Stored data
= = = = =

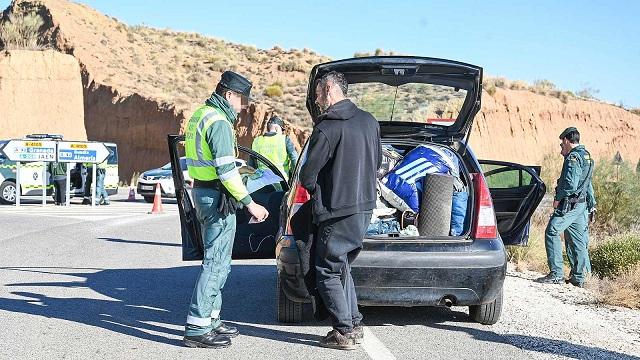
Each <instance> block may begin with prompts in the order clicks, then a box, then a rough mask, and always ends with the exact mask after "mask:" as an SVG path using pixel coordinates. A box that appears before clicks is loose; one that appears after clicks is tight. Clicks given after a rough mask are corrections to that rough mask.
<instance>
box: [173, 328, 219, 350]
mask: <svg viewBox="0 0 640 360" xmlns="http://www.w3.org/2000/svg"><path fill="white" fill-rule="evenodd" d="M183 342H184V346H186V347H196V348H210V349H220V348H226V347H229V346H230V345H231V339H229V337H228V336H225V335H218V334H216V333H215V331H213V330H212V331H210V332H208V333H206V334H202V335H198V336H185V337H184V340H183Z"/></svg>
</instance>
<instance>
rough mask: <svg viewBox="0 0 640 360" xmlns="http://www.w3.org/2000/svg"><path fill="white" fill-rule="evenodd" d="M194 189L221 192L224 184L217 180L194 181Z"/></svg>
mask: <svg viewBox="0 0 640 360" xmlns="http://www.w3.org/2000/svg"><path fill="white" fill-rule="evenodd" d="M193 187H194V188H196V187H199V188H207V189H215V190H220V189H222V182H221V181H220V180H218V179H215V180H198V179H193Z"/></svg>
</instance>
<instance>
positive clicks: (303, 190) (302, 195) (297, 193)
mask: <svg viewBox="0 0 640 360" xmlns="http://www.w3.org/2000/svg"><path fill="white" fill-rule="evenodd" d="M309 199H311V196H309V192H308V191H307V189H305V188H303V187H302V184H300V182H296V192H295V193H294V194H293V203H291V210H290V212H289V218H288V219H287V226H286V229H287V235H291V234H292V232H291V217H292V216H293V214H295V213H296V212H297V211H298V209H300V207H301V206H302V204H304V203H306V202H307V201H309Z"/></svg>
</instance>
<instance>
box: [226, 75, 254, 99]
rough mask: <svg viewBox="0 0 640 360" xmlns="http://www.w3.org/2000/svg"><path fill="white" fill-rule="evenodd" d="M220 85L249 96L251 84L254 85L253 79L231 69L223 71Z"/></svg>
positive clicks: (230, 89)
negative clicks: (249, 78)
mask: <svg viewBox="0 0 640 360" xmlns="http://www.w3.org/2000/svg"><path fill="white" fill-rule="evenodd" d="M220 85H222V86H224V87H225V88H227V89H229V90H231V91H235V92H237V93H238V94H241V95H243V96H245V97H247V98H249V97H250V95H251V86H253V84H251V81H249V80H248V79H247V78H245V77H244V76H242V75H240V74H238V73H236V72H233V71H230V70H227V71H225V72H223V73H222V76H221V77H220Z"/></svg>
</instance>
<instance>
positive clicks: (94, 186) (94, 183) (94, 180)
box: [91, 164, 97, 208]
mask: <svg viewBox="0 0 640 360" xmlns="http://www.w3.org/2000/svg"><path fill="white" fill-rule="evenodd" d="M96 165H97V164H93V166H92V167H91V176H92V177H91V207H92V208H94V207H96V182H97V181H96V180H97V179H96Z"/></svg>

= = = = =

### [Exercise]
Would you please write out the entries in full, exactly as they read, but without pictures?

### [Your solution]
Each <instance> block may begin with prompts in the order clicks, then a box, then a rough mask, and always ends with the exact mask after "mask:" as an SVG path using pixel coordinates. A box that appears before clicks is loose; one that appears after clicks is tight. Clicks given after a rough mask are corrections to that rough mask.
<instance>
box: [173, 328, 219, 350]
mask: <svg viewBox="0 0 640 360" xmlns="http://www.w3.org/2000/svg"><path fill="white" fill-rule="evenodd" d="M183 342H184V346H186V347H196V348H210V349H220V348H226V347H229V346H230V345H231V339H229V337H228V336H225V335H218V334H216V333H215V331H213V330H212V331H210V332H208V333H206V334H202V335H198V336H185V337H184V340H183Z"/></svg>
</instance>
<instance>
rough mask: <svg viewBox="0 0 640 360" xmlns="http://www.w3.org/2000/svg"><path fill="white" fill-rule="evenodd" d="M194 189L221 192L224 184L217 180L194 181Z"/></svg>
mask: <svg viewBox="0 0 640 360" xmlns="http://www.w3.org/2000/svg"><path fill="white" fill-rule="evenodd" d="M193 187H194V188H196V187H199V188H207V189H215V190H220V189H222V182H221V181H220V180H218V179H215V180H198V179H193Z"/></svg>
</instance>
<instance>
positive clicks: (303, 190) (302, 195) (297, 193)
mask: <svg viewBox="0 0 640 360" xmlns="http://www.w3.org/2000/svg"><path fill="white" fill-rule="evenodd" d="M309 199H311V196H309V192H308V191H307V189H305V188H303V187H302V184H300V182H296V192H295V193H294V194H293V203H291V210H290V212H289V218H288V219H287V226H286V229H287V235H291V234H292V232H291V217H292V216H293V214H295V213H296V212H297V211H298V209H300V207H301V206H302V204H304V203H306V202H307V201H309Z"/></svg>
</instance>
<instance>
box: [226, 75, 254, 99]
rough mask: <svg viewBox="0 0 640 360" xmlns="http://www.w3.org/2000/svg"><path fill="white" fill-rule="evenodd" d="M220 85L249 96L251 84L254 85L253 79L231 69L223 71Z"/></svg>
positive clicks: (230, 89)
negative clicks: (249, 78)
mask: <svg viewBox="0 0 640 360" xmlns="http://www.w3.org/2000/svg"><path fill="white" fill-rule="evenodd" d="M220 85H222V86H224V87H225V88H227V89H229V90H231V91H235V92H237V93H238V94H241V95H243V96H245V97H247V98H249V97H250V95H251V86H253V84H251V81H249V80H248V79H247V78H245V77H244V76H242V75H240V74H238V73H236V72H233V71H230V70H227V71H225V72H223V73H222V76H221V77H220Z"/></svg>
</instance>
<instance>
positive clicks: (94, 186) (94, 183) (94, 180)
box: [91, 164, 97, 208]
mask: <svg viewBox="0 0 640 360" xmlns="http://www.w3.org/2000/svg"><path fill="white" fill-rule="evenodd" d="M96 165H97V164H93V166H92V167H91V176H92V177H91V207H92V208H94V207H96V182H97V181H96V180H97V179H96Z"/></svg>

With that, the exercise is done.